__TASK REQUIREMENTS__.
Turn the paragraph of the contract text below that begins "The Company shall repay immediately" into a brief bulleted list that keeps its main facts.

__TEXT__.
──────
SECTION 3.6.   Advances.
 
(a)           Notwithstanding any other provision hereof to the contrary, the Company may, by delivering an Officer’s Certificate to the Collateral Agent, withdraw funds on deposit in or credited to any of the Available Accounts (“Advances”); provided, however, that, at the time of the making of such Advance, no Default or Event of Default shall have occurred and be continuing and the Officer’s Certificate of the Company shall so certify. The Collateral Agent may conclusively rely on such Officer’s Certificate certifying that all conditions for withdrawals from the Available Accounts have been met.
 
(b)           The Company shall repay immediately or cause to be repaid any Advances to the extent that the funds on deposit in such Available Accounts are, on the Business Day next preceding the day on which such funds are to be withdrawn or transferred from such Available Accounts pursuant to this Article III, insufficient to make the necessary withdrawals and transfers. In addition, the Company shall cause to be repaid immediately the aggregate amount of all Advances upon the occurrence of (i) a default in the payment of principal of, premium, if any, or interest on the Bonds or (ii) any Event of Default. Any amounts so repaid shall be allocated to and deposited in the Available Accounts to which such repayment is required to be made as directed by the Company in an Officer’s Certificate.
 
SECTION 3.7.   Collection of Project Revenues.
 
The Company shall arrange for the direct payment to the Collateral Agent of all Project Revenues.
 
SECTION 3.8.   Revenue Account.
 
(a)           The Revenue Account shall be funded with all Project Revenues received pursuant to Section 3.7.
──────
__DATA ENTRIES__.
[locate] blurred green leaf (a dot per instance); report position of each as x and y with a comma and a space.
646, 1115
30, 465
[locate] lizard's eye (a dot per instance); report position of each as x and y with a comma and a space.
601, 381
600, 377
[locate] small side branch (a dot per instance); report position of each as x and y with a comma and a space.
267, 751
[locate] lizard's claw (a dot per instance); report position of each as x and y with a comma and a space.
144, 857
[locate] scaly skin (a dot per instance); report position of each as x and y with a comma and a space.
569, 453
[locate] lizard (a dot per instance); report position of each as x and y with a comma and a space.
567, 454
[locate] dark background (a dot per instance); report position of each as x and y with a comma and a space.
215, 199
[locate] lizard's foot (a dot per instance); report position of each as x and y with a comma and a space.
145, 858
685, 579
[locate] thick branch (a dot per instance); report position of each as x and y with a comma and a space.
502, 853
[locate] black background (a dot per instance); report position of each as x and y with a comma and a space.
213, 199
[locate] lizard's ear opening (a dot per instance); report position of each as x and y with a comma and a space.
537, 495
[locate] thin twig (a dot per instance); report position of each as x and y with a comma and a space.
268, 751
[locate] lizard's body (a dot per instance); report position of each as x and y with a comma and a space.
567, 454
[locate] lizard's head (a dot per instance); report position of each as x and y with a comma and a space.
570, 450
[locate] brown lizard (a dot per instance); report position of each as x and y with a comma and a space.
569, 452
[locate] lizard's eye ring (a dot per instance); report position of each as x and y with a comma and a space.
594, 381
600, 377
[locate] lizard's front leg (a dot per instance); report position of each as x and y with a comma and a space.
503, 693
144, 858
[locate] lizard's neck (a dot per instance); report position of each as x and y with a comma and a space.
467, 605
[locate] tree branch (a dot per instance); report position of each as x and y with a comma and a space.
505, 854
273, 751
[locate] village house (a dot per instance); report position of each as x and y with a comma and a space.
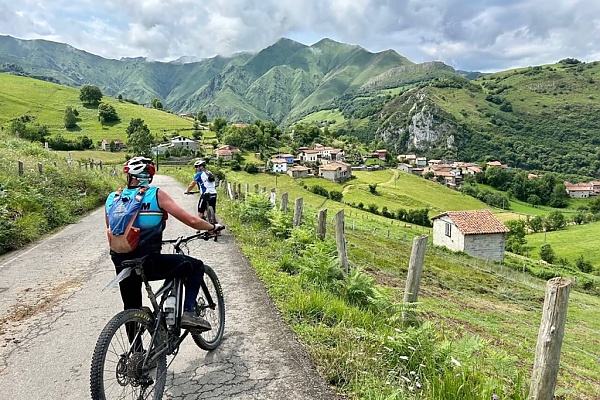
336, 172
105, 144
298, 171
496, 164
421, 162
185, 143
279, 165
226, 152
579, 190
478, 233
161, 148
308, 155
380, 154
409, 159
405, 167
287, 157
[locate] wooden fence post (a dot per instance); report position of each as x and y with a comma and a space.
550, 336
298, 211
322, 224
340, 240
415, 269
230, 191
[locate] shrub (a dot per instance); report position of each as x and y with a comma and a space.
256, 209
547, 254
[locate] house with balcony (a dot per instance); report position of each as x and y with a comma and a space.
478, 233
298, 171
336, 172
185, 143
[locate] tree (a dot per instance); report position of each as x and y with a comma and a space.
555, 221
516, 236
218, 125
547, 254
107, 113
139, 142
70, 118
535, 223
135, 124
90, 94
202, 117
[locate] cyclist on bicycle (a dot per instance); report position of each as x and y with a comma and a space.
206, 183
152, 220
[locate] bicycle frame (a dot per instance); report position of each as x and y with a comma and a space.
169, 287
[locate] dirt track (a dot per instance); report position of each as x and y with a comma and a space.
52, 308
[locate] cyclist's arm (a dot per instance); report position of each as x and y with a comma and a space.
168, 204
190, 186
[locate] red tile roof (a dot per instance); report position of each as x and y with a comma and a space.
475, 222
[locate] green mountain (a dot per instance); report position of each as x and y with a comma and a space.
277, 83
537, 118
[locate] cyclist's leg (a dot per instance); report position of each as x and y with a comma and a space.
202, 205
213, 201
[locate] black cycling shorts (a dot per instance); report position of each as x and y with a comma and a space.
207, 199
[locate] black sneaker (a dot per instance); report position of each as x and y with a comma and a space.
189, 320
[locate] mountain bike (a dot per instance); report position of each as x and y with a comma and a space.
130, 356
210, 214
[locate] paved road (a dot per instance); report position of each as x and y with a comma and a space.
52, 308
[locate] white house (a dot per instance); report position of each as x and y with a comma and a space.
309, 155
336, 172
185, 143
478, 233
279, 165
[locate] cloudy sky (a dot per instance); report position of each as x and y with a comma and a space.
476, 35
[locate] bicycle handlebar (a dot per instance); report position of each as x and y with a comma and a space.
201, 235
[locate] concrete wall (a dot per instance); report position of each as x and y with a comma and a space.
489, 247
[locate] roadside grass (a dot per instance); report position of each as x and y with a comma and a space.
33, 204
484, 315
47, 102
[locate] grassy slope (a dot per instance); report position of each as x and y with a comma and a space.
47, 101
460, 295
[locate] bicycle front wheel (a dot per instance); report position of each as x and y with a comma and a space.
119, 368
210, 305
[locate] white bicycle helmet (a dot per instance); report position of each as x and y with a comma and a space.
139, 167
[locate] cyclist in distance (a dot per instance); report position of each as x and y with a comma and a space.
206, 184
152, 218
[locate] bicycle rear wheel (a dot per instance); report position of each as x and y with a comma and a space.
118, 370
211, 217
212, 309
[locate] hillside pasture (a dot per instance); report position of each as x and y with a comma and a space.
47, 102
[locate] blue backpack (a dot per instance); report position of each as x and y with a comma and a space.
123, 229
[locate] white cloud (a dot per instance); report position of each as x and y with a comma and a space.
476, 35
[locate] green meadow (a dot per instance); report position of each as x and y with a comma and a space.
47, 102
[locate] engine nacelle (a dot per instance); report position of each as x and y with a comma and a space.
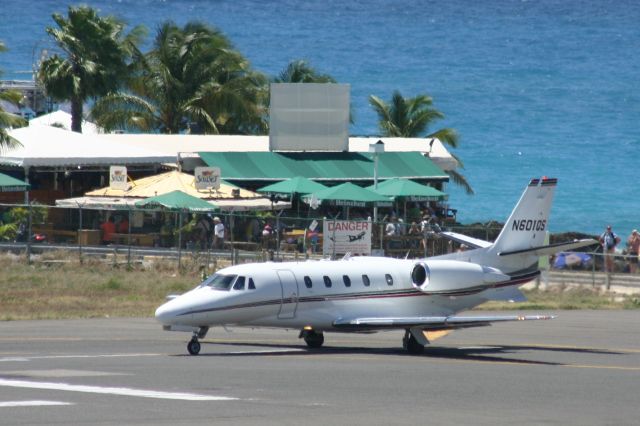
454, 276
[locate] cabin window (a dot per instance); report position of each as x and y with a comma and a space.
239, 285
219, 282
366, 281
347, 280
327, 281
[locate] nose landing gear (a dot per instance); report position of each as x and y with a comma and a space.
313, 339
193, 347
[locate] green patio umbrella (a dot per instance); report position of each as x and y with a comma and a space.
180, 202
176, 201
408, 189
350, 195
296, 185
11, 184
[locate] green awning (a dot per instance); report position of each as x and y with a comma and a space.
11, 184
296, 185
176, 201
409, 190
327, 166
348, 194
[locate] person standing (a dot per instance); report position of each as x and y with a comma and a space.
633, 247
204, 228
609, 240
218, 233
108, 229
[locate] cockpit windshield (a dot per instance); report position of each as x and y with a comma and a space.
219, 282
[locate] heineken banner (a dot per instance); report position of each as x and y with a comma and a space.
207, 178
118, 178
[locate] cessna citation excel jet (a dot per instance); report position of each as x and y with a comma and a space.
367, 294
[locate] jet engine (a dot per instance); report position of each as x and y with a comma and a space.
454, 277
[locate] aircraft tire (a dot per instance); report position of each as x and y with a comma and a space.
193, 347
412, 346
314, 339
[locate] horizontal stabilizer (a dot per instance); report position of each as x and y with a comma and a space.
506, 294
463, 239
430, 323
551, 248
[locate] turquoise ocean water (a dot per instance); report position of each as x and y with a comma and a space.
544, 87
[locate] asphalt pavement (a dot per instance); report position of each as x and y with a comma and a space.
581, 368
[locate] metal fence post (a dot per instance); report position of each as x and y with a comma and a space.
79, 229
29, 233
129, 239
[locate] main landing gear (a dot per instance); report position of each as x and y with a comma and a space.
313, 339
414, 345
194, 345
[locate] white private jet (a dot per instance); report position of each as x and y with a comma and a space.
366, 294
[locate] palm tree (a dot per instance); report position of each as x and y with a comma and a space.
192, 80
299, 71
7, 119
92, 61
410, 118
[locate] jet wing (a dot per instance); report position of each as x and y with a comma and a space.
463, 239
430, 323
552, 248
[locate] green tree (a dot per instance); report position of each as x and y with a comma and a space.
411, 118
192, 80
6, 118
93, 57
299, 71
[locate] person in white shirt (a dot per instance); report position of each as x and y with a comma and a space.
218, 233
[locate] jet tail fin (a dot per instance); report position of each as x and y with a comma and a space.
527, 224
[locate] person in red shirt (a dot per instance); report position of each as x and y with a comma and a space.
108, 229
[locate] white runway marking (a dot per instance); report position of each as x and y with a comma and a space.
25, 359
113, 391
31, 403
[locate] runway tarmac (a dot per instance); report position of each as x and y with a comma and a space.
581, 368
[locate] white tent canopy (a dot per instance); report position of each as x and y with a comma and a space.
124, 203
46, 146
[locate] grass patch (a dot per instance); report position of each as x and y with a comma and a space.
91, 290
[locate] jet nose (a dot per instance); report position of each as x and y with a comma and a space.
166, 313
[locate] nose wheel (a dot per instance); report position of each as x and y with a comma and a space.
──────
__FULL ANSWER__.
- The Company must immediately repay, or cause to be repaid, Advances to the extent that the Available Accounts hold too little to cover the necessary withdrawals and transfers. This shortfall is measured on the Business Day before funds are due to be withdrawn or transferred under Article III.
- The Company must immediately cause all Advances to be repaid if there is a default in paying principal, any premium, or interest on the Bonds.
- The same full repayment is required on any Event of Default.
- Repaid amounts go to the Available Accounts that require repayment, as the Company directs in an Officer's Certificate.